Task brief —
Locate each line in the records below that contains the word "wall" and copy those lines.
****
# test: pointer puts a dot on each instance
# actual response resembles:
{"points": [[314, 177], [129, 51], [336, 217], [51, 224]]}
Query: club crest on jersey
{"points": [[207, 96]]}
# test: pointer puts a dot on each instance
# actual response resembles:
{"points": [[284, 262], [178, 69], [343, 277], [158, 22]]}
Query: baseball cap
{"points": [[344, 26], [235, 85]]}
****
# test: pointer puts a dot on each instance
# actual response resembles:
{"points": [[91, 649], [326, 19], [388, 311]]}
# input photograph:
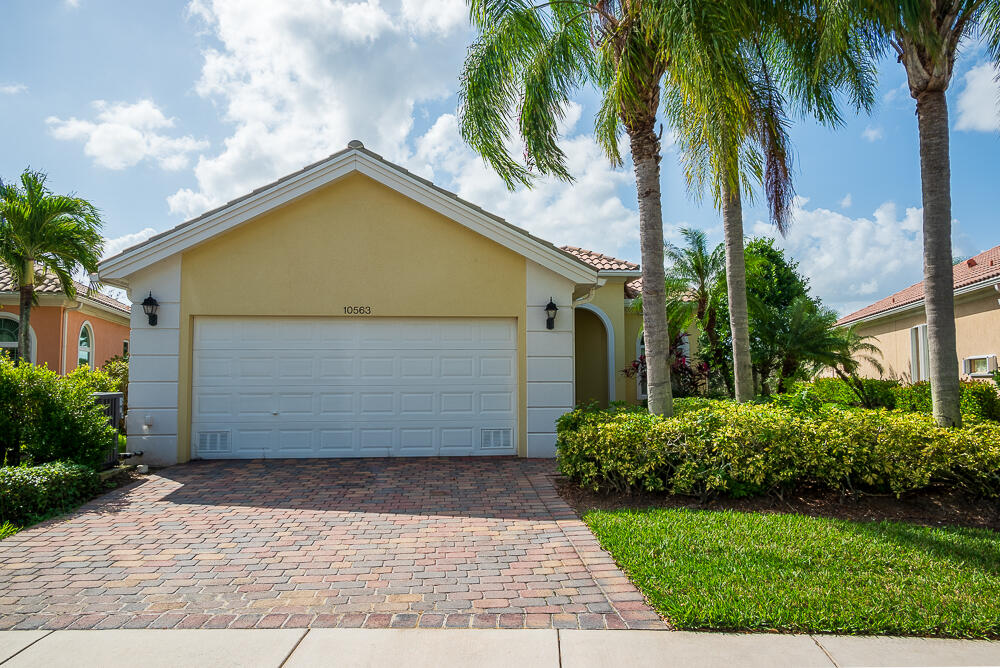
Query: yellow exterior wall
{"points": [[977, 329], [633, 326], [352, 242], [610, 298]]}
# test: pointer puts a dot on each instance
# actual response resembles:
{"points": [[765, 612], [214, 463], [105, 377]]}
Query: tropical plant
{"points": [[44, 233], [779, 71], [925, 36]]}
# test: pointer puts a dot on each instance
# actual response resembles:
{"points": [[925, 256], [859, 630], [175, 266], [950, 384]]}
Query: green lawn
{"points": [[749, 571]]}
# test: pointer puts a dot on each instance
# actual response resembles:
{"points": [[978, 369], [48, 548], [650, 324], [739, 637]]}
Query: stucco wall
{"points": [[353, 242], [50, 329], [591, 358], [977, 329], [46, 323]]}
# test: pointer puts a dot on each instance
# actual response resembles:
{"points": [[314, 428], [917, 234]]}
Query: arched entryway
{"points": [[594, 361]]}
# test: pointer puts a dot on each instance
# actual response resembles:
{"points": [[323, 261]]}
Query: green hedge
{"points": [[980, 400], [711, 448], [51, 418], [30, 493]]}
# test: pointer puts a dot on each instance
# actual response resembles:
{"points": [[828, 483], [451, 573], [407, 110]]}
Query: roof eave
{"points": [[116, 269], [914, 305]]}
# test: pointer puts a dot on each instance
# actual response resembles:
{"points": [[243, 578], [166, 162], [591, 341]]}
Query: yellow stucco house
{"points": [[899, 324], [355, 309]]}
****
Solved problem —
Query: yellow exterior wall
Query: stucco wall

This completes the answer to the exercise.